*READING TEXT:*
On Sat, 16 Jun 2012, Dennis Birkholz wrote:

> I would like to monitor a setup that exists of two "backend" servers
> ServerA and ServerB which are hosting virtual machines VM1, VM2, ...
>
> We have two DRBDs disk1 and disk2 where disk1 is primary on ServerA
> (containing the data for VM1) and disk2 is primary on ServerB
> (containing the data for VM2).
>
> If one server fails, the DRBD is switch to the other server and the VMs
> are restarted there.

    This sounds very much like "classic" HA (e.g. "Veritas VCS") and
the best way I've found to montor such a setup is to monitor each
physical host independently for various things like performance
parameters, disk space, availability, and the like on the physical
hosts' management interfaces, and then monitor the applications on
the applications' IP address (which migrate from host to host as
needed).

*GIVEN REQUEST:* According to the reply about monitoring servers above, on what address should the applications be monitored?

*SOURCE EXCERPT:*
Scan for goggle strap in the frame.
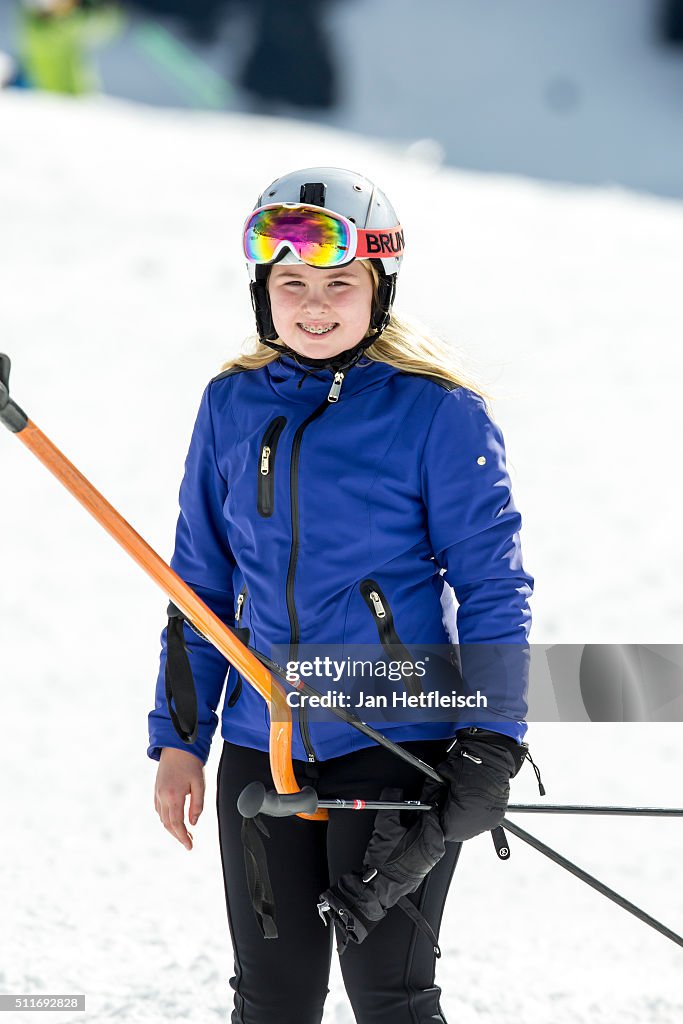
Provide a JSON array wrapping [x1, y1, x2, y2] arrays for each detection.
[[354, 224, 405, 259]]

*WRITTEN REPLY:* On the applications' own IP address, which migrates from host to host as needed.